Exercise directions ->
Only these lines of the data below are wanted: the one with "Verification task: distant", the one with "Verification task: white", and any lines between them, each repeated exactly.

▬▬▬▬▬▬▬▬▬▬

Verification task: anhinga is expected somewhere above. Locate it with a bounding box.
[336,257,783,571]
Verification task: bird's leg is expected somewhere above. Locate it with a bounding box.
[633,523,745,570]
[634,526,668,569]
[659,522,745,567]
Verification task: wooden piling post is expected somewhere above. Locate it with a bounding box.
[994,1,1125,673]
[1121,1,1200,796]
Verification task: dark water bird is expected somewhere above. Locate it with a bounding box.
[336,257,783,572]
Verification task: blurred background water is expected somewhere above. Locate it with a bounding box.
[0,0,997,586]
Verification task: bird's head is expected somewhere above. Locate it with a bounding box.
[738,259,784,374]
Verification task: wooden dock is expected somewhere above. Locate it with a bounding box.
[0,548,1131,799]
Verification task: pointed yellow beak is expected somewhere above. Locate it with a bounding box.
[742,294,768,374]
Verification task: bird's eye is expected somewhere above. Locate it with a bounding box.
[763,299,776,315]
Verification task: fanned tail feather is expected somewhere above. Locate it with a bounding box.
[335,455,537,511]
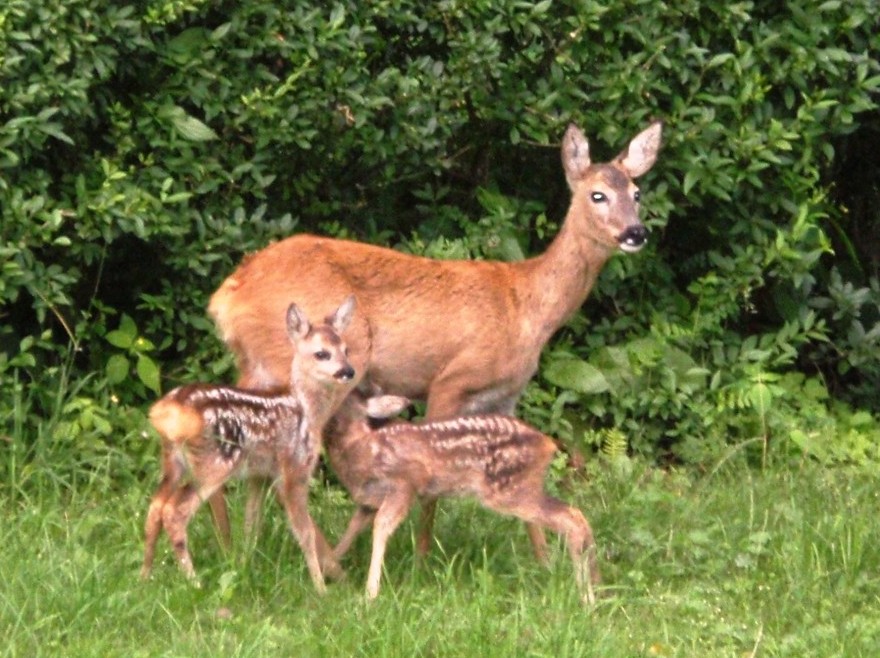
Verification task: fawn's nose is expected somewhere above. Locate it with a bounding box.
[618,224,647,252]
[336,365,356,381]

▬▬▬▬▬▬▬▬▬▬

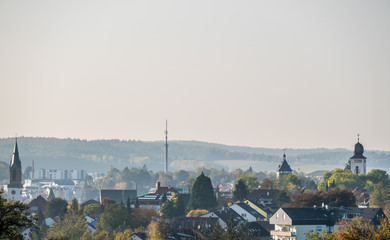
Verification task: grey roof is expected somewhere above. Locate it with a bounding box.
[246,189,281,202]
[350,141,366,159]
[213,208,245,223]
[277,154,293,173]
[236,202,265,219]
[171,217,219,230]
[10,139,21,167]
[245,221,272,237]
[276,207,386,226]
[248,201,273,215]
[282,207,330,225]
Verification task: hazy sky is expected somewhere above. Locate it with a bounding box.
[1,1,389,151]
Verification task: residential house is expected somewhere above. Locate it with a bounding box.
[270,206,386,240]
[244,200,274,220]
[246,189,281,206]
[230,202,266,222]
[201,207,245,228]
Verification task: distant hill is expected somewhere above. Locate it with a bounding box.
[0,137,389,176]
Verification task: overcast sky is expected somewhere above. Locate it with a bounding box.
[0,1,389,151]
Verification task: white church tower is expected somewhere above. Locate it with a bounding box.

▬▬▬▬▬▬▬▬▬▬

Answer section ->
Verification task: distant hill is expected somewhere above. Locate it with a bounding box.
[0,137,389,176]
Verification task: overcast sky is expected somewhere above. Locate it with a bounding box.
[0,1,389,151]
Verification task: white church tower is expected somewhere above. Locate it with a bounding box.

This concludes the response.